Given text:

--

Everything I've read in various code sections seems to just say "where subject to damage," but I can't tell if this area in the unfinished basement is subject to damage or not.

Yeah, that will vary by the particular viewpoint of the AHJ. However if physical protection is required, you don't need to use electrical conduit, but if you do, make sure it actually provides the physical protection. Some types are not adequate. Nobody ever got red-flagged for using EMT.

You don't need a breaker actually

I am working on adding a sub-panel to my main panel. I have 200 amp service, and I am putting in a 175 amp subpanel (using this: HOM2175BB) and running 4/0-4/0-4/0-2/0 AL SER

NEC 310.15(B)(7) says no residential feeder ever needs to be larger than 83% of the SERVICE size. Your service size is 200A. 83% of that is 166A. 4/0AL is 180A wire.

That means 4/0 is adequate for your entire 200A service as well as ANY feeder to any panel running at any ampacity up to service size (200A).

Since you already have a 200A main breaker, you don't need another one. You can simply use a "Subfeed Lug Kit" (a breaker with no breaker) to tap the main panel.

Plus, if I ever decide that I need to upgrade to 400 amp service, hopefully, I can just reroute the extra 4/0 SER cable up to my meter and feed both 200 amp panels from there with minimal extra wiring.

Well, in that case, the 4/0 wire would not be sufficient. Remember your favorable derate comes off 83% of the service size, which will be 332A on a 400A service. Suddenly 4/0 wire is only good for 180A anymore. Easy answer: use 250 kcmil wire here.

to the other side of my basement into a HOM4080M200PCVP panel. This might be overkill,

No, not at all. We wish more people would get 40-space/200A subpanels.

Your new loads need to work in your Load Calculation

You need to follow NEC Article 220 and do a Load Calculation for the current and planned loads on your panel. Not some other method :)

Your service must be sufficient for the loads to be served, which is to say you're not allowed to overload the service based on the Article 220 Load Calc.

You need to do a Load Calc for each panel, but more importantly you need to do it for the whole service. I am concerned you are piling a lot of new load on, the load may not fit given your panels being full, and this may be unnecessary in any case.

60A is a misconception about EV charging

We get this a lot. You have every EV shipping with a travel charger intended to be used at RV parks, so it comes with an RV connector which is 50A. Then you get the Tesla Wall Connector which is dynamically programmable but maxes out at 60A circuit. And seems like everybody thinks they need a 50-60A circuit to have any hope of sensible level 2 charging at home.

This is simply not true.

--

Tasks and exercises:
1. Retype the subpanel wiring text word for word, starting at "You don't need a breaker" and ending after "the main panel.".
2. Extend the subpanel wiring text beyond its final sentence.

Input data:
--

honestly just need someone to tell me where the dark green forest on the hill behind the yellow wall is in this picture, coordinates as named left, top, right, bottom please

--

Answers for each item:
1.
You don't need a breaker actually

I am working on adding a sub-panel to my main panel. I have 200 amp service, and I am putting in a 175 amp subpanel (using this: HOM2175BB) and running 4/0-4/0-4/0-2/0 AL SER

NEC 310.15(B)(7) says no residential feeder ever needs to be larger than 83% of the SERVICE size. Your service size is 200A. 83% of that is 166A. 4/0AL is 180A wire.

That means 4/0 is adequate for your entire 200A service as well as ANY feeder to any panel running at any ampacity up to service size (200A).

Since you already have a 200A main breaker, you don't need another one. You can simply use a "Subfeed Lug Kit" (a breaker with no breaker) to tap the main panel.

2.
I think people haven't earnestly thought about the miles they actually drive. Put it this way, a typical car lease grants 12,000 miles a year. Assuming they only drive weekdays, that is 48 miles a day. And that means you're spending 1-2 hours a day behind the wheel, in suburban traffic typical of areas with high EV adoption.

At 48 miles a day, you can replace that with level 1 charging with a regular old wall plug.

If we go to 240V/30A which is half your plan, we're now charging at four times the speed of level 1, 200 miles a day given 13 hours of charge, and it's vanishingly unlikely that you'll ever need more. And if you do somehow have two 300 mile days in a row, you can always hit a DC fast charger for like 10 minutes to close the gap.

Even this 240v/30A is overkill for a single car. You can get by with 240V/20A (2.6x Level 1). I'm mentioning 30A because you plan two cars.

With two cars, more magic happens

It's easy to get EVSE's that coordinate between each other. So they are together, sharing a single current allocation. Tesla Wall Connector v2 and v3 have this Power Sharing built-in, and other companies market it under names such as Share2. When one car is attached, that car gets all of it. When two are attached, they dynamically split. And when you have two cars, two funny things happen.

First, it is vanishingly unlikely that both cars need big charge at once. You're likely to have 170 miles and 30 miles. That's just the kind of thing that Power Sharing is really good at. Plug in both cars and walk away: They split 30A for a few hours until the 30-mile car is finished, then the other car gets all 30A. "That was easy".

But second, cars tend to arrive staggered. So your functional charging time is from when the first car arrives to when the last car leaves. That means you actually get longer, and get to charge more overall miles.

And then we get rid of the service upgrade.

EVSE's latest trick is to put a clamp meter (Current Transformer) on the house's service wires. The fact is, house draw is rather spiky. It's big bunches of it when the dryer is on, cooking is being done, water heater is cycled on or A/C is cycled on. But most of the time, the house is quiescent - drawing a piddling amount - only an amp or two. (houses average about 4 amps or 1.0 kW, so obviously they're well under 4 amps most of the time.)

By sensing amps on the service wires, the EVSE can know when heavy appliances are running, and simply slow down charge rate to stay within service limits. Since this isn't much of the time, it has little effect on practical charge rates -- but it has a HUGE effect on the need for service upgrades or rather, the lack.

This tech is far cheaper than a service upgrade.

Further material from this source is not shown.